◆ EXTRACT PROVIDED ◆
-- -- --

# Considering the Combat Arms.



## airdelta2 (16 Apr 2012)

I was considering the combat arms. Specifically Armour. I was wondering: Are armoured officers usually using the Coyotes or the Leopard C2's? Now that Afghanistan is done are we more likely to be mainly using the Leopard's in the future more than the Coyote's?


----------



## George Wallace (16 Apr 2012)

word said:
			
		

> I was considering the combat arms. Specifically Armour. I was wondering: Are armoured officers usually using the Coyotes or the Leopard C2's? Now that Afghanistan is done are we more likely to be mainly using the Leopard's in the future more than the Coyote's?



You have been on this site since April 01, 2011, 13:33:16 pm and asking about almost every Trade in the CF, towards becoming an officer and/or a NCM.  You have been spoon fed for over 55 posts.  I would think that by now you may have learned some research skills to better find an occupation that you may feel like making a career.


----------



## airdelta2 (16 Apr 2012)

This is a specific question that a quick search was not able to answer. It's not a general question, I'd like to know if the army are going to be using Coyote's or Leopard's more often in the future.


----------



## George Wallace (16 Apr 2012)

-- -- --

◆ CHALLENGE 1 ◆
In the forum thread on the combat arms, how many posts does George Wallace say airdelta2 has been "spoon fed" for?
◆ CHALLENGE 2 ◆
List the author of each post in the forum thread on the combat arms, in the order the posts appear.

◆ DATA ◆
-- -- --

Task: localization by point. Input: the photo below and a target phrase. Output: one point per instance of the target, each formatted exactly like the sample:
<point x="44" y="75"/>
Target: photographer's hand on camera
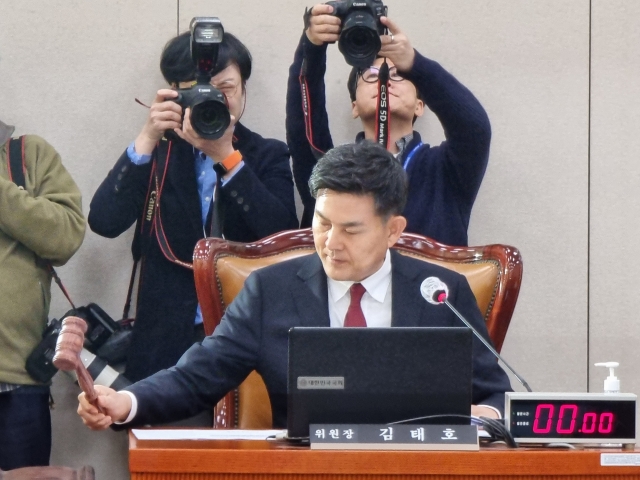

-- -- --

◆ COMPLETE ANSWER 1 ◆
Over 55 posts.

◆ COMPLETE ANSWER 2 ◆
airdelta2, George Wallace, airdelta2, George Wallace